**Action item:**
Give back, character for character, the line that includes "Tag one point per instance of the tawny" and all lines beneath it in the data.

**Record excerpts:**
————
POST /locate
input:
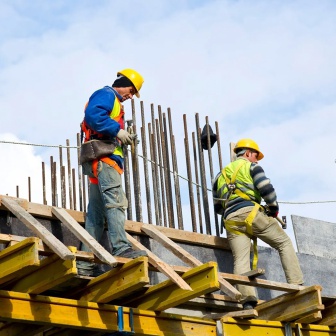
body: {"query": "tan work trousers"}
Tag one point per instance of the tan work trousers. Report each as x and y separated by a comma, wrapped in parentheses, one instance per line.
(268, 230)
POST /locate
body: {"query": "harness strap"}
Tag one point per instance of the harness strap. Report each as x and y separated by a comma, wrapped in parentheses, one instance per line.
(249, 232)
(108, 161)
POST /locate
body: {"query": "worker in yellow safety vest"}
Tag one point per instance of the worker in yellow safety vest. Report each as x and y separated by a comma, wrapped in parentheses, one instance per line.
(238, 190)
(104, 124)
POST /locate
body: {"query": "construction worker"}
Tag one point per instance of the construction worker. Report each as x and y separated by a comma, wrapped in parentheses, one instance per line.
(238, 190)
(104, 120)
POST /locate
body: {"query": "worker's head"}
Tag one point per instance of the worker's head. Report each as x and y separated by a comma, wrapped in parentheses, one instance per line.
(128, 83)
(248, 149)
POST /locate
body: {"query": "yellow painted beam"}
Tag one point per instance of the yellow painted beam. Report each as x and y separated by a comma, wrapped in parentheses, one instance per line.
(118, 282)
(20, 329)
(52, 272)
(202, 279)
(239, 327)
(83, 315)
(17, 260)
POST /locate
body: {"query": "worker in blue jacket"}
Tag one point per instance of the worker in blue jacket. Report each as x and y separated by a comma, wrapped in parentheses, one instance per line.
(104, 120)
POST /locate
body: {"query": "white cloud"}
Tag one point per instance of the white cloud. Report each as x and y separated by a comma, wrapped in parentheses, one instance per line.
(262, 69)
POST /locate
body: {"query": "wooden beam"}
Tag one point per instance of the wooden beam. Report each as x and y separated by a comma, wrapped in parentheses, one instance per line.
(242, 314)
(312, 318)
(118, 282)
(244, 280)
(90, 316)
(202, 279)
(292, 306)
(52, 272)
(20, 329)
(198, 239)
(159, 264)
(185, 256)
(58, 247)
(18, 260)
(84, 236)
(232, 278)
(254, 273)
(329, 316)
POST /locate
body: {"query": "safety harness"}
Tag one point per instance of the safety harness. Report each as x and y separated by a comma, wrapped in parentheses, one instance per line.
(88, 134)
(232, 187)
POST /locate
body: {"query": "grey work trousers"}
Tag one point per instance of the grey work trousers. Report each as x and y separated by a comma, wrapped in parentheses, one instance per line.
(268, 230)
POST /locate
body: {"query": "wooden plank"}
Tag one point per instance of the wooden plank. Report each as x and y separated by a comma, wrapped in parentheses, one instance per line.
(159, 264)
(58, 247)
(84, 236)
(91, 316)
(244, 280)
(232, 278)
(202, 279)
(251, 313)
(118, 282)
(329, 316)
(291, 306)
(186, 257)
(17, 260)
(254, 273)
(52, 272)
(198, 239)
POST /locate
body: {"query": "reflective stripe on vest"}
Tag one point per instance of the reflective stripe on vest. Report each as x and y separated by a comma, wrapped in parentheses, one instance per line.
(239, 173)
(117, 114)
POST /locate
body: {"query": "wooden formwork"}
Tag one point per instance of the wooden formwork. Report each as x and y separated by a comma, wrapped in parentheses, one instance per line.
(41, 292)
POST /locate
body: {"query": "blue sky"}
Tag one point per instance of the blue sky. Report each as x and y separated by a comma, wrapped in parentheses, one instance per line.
(262, 69)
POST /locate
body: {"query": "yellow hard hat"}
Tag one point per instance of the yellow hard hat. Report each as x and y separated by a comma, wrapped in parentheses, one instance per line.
(136, 79)
(248, 143)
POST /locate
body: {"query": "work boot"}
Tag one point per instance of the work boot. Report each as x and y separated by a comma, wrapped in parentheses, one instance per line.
(132, 254)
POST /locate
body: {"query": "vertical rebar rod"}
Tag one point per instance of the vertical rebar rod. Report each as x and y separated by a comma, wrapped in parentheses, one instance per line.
(189, 174)
(69, 174)
(145, 163)
(55, 182)
(159, 162)
(175, 173)
(80, 175)
(198, 194)
(44, 193)
(63, 192)
(29, 189)
(155, 178)
(166, 168)
(211, 167)
(136, 173)
(127, 183)
(203, 178)
(74, 188)
(219, 148)
(63, 187)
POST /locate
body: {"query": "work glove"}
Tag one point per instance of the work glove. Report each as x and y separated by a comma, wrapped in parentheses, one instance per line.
(125, 137)
(273, 211)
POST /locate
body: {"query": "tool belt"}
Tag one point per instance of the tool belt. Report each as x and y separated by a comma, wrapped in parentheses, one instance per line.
(96, 149)
(249, 232)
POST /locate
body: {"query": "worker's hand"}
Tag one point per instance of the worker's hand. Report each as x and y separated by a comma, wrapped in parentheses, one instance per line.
(272, 211)
(125, 137)
(274, 214)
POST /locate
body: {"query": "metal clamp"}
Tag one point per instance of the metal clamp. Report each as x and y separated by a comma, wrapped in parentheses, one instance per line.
(121, 331)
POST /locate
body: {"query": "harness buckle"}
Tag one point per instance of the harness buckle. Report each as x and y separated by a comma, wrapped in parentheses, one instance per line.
(232, 186)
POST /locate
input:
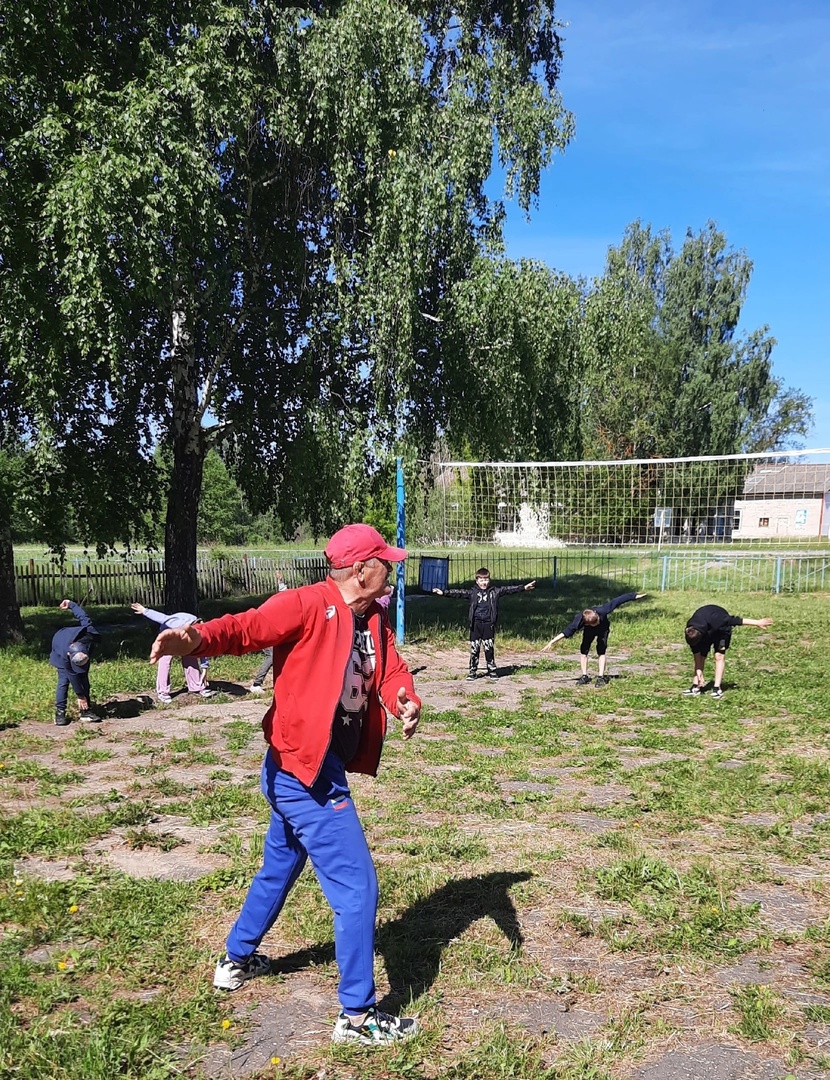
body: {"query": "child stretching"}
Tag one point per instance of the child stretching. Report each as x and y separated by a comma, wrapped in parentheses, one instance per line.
(484, 616)
(595, 626)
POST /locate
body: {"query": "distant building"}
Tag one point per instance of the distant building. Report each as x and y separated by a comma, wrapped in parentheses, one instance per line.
(784, 500)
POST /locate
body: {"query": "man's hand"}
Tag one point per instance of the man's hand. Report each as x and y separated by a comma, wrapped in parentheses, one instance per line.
(175, 643)
(408, 712)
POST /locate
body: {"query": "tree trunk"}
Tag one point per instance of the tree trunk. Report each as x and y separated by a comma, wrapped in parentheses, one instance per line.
(189, 449)
(11, 623)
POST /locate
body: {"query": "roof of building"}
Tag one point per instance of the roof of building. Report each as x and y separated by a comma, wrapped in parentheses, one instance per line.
(771, 478)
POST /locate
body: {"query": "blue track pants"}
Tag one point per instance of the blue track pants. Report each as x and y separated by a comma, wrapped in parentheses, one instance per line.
(318, 823)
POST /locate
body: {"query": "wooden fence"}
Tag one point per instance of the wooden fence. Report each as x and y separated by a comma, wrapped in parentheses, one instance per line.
(105, 581)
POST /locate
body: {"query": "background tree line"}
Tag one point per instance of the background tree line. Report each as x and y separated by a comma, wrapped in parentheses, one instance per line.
(263, 231)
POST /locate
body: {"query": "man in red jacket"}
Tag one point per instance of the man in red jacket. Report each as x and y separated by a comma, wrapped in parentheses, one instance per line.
(337, 673)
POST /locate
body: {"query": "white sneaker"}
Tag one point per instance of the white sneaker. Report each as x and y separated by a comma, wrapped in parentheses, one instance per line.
(377, 1028)
(230, 975)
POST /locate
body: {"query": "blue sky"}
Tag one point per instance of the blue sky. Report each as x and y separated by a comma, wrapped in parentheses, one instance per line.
(688, 111)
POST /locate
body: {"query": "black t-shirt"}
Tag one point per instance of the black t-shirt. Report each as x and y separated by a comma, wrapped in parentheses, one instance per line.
(351, 709)
(484, 608)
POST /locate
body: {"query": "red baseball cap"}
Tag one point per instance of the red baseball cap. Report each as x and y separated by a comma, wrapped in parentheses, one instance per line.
(359, 542)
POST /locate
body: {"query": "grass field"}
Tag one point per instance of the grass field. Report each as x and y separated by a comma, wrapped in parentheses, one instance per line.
(575, 882)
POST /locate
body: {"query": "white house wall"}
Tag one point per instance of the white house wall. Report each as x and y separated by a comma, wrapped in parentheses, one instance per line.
(787, 517)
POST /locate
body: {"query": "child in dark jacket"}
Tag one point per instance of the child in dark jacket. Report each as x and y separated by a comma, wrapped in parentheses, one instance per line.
(71, 652)
(710, 628)
(484, 616)
(595, 626)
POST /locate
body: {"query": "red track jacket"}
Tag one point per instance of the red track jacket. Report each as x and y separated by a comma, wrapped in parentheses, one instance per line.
(311, 630)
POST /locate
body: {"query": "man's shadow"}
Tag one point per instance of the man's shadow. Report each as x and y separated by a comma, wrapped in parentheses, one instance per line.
(412, 944)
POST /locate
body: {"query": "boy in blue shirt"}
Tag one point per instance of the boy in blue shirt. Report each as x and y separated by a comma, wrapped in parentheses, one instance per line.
(71, 652)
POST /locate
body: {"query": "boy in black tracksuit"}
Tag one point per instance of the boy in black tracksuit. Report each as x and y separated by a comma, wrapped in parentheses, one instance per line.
(71, 652)
(595, 626)
(484, 616)
(710, 628)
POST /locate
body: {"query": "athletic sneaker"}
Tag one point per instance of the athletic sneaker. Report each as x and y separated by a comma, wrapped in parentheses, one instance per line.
(377, 1028)
(230, 975)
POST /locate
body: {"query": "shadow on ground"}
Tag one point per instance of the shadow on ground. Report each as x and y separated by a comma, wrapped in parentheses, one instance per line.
(412, 945)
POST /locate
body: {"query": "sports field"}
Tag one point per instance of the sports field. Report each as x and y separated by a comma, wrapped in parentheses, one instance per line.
(576, 882)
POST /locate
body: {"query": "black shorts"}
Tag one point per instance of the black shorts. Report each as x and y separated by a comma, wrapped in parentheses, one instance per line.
(590, 634)
(718, 644)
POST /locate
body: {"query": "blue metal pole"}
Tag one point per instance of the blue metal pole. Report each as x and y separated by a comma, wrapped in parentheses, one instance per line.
(400, 541)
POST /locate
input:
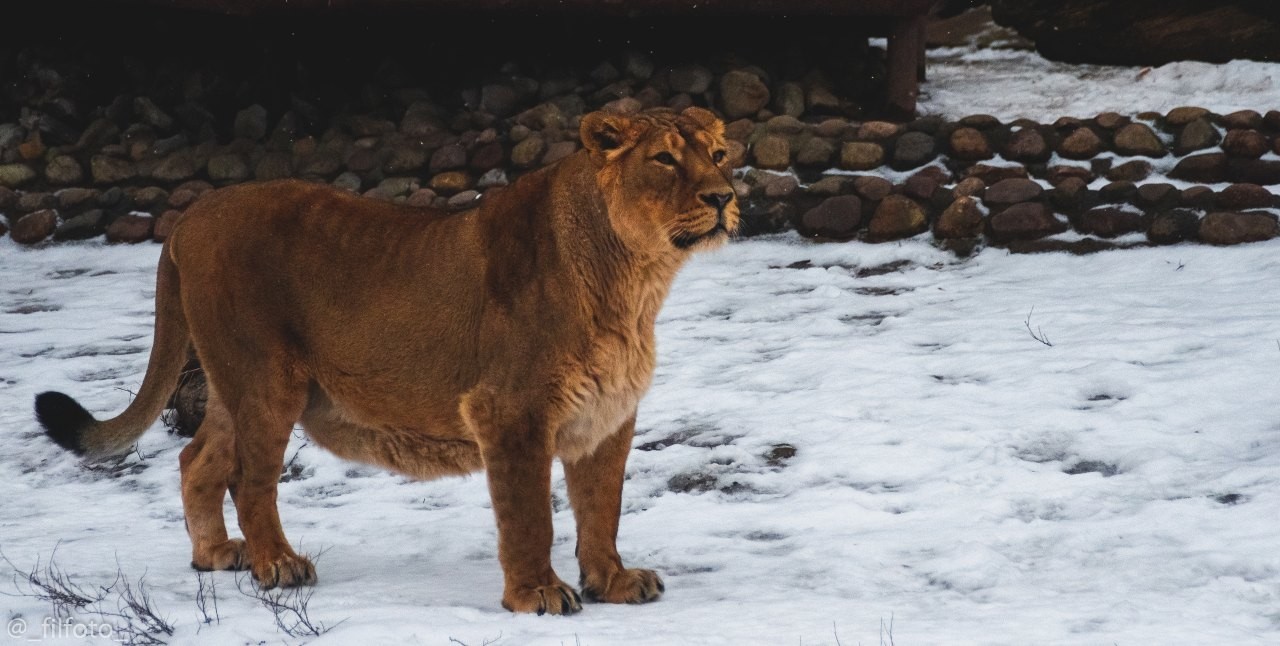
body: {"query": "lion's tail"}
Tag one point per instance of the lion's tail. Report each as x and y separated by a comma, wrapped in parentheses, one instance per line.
(73, 427)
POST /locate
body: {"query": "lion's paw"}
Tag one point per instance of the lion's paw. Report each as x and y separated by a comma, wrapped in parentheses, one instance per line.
(557, 598)
(284, 571)
(229, 554)
(625, 586)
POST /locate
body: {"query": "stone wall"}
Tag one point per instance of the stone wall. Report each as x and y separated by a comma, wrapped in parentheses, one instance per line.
(101, 136)
(1142, 179)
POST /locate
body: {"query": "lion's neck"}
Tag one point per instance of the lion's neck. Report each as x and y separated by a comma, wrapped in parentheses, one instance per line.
(618, 280)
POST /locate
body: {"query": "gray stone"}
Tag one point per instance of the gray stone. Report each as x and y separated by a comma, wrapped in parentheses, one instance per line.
(251, 123)
(90, 224)
(789, 100)
(743, 94)
(1138, 138)
(963, 219)
(895, 218)
(227, 168)
(1197, 134)
(693, 79)
(151, 114)
(836, 218)
(112, 170)
(13, 175)
(33, 228)
(448, 157)
(1024, 221)
(913, 149)
(1235, 228)
(1013, 191)
(772, 152)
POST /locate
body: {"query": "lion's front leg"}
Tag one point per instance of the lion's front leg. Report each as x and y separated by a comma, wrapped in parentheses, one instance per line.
(595, 493)
(517, 461)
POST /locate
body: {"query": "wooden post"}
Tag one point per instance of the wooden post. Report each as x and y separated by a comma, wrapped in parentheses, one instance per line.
(905, 55)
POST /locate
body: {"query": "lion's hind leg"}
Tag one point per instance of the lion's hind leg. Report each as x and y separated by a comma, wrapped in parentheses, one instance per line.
(206, 466)
(264, 412)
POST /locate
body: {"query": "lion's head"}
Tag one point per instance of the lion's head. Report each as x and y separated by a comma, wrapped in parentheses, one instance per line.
(664, 177)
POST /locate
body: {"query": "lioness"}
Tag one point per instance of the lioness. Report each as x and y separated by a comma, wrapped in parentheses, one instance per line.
(432, 344)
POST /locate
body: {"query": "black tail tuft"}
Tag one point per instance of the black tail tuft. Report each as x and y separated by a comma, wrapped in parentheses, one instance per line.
(63, 418)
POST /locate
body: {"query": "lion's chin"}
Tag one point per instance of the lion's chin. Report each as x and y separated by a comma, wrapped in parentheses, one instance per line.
(716, 237)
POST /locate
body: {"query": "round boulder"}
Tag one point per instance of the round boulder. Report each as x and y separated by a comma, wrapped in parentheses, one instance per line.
(1232, 228)
(896, 218)
(1139, 140)
(743, 94)
(963, 219)
(836, 218)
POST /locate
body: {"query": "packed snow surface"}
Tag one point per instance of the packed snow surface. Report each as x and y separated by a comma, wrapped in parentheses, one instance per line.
(1116, 481)
(1020, 85)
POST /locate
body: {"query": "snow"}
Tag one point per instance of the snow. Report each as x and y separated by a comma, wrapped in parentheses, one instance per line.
(1015, 83)
(955, 480)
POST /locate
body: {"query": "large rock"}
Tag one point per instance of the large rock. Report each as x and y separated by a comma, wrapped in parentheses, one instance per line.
(273, 165)
(1246, 143)
(1011, 191)
(131, 228)
(1235, 228)
(112, 170)
(1184, 115)
(693, 79)
(228, 168)
(743, 94)
(1237, 197)
(33, 228)
(896, 218)
(856, 155)
(1208, 168)
(90, 224)
(1082, 143)
(969, 145)
(1138, 140)
(13, 175)
(1197, 134)
(63, 170)
(836, 218)
(772, 152)
(177, 166)
(873, 188)
(1173, 227)
(1024, 221)
(529, 152)
(963, 219)
(251, 123)
(1265, 172)
(816, 151)
(1109, 221)
(1144, 32)
(1027, 145)
(913, 149)
(447, 157)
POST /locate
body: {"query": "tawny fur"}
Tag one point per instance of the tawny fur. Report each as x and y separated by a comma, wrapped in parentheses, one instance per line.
(433, 344)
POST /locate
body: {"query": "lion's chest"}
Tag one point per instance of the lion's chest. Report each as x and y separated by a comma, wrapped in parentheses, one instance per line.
(603, 392)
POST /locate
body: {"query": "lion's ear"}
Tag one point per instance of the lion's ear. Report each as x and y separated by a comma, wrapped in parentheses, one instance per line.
(607, 133)
(704, 118)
————
**Answer:**
Tag one point per instance of the tawny fur. Report each as x and y separated by a comma, wrapped in parentheses, one instance per line.
(433, 344)
POST /locate
body: {"query": "lion's chest"}
Tag one point per instance of the lion's chest. Report each as x and y separated by a comma, wrapped in parentheses, one instance per line.
(603, 392)
POST /locate
body: {"query": "lion's ear"}
Tag one point per instance of the lion's ear. Report each as x and y separated by a comma, wrapped in parentheses, one instance per line.
(607, 133)
(704, 118)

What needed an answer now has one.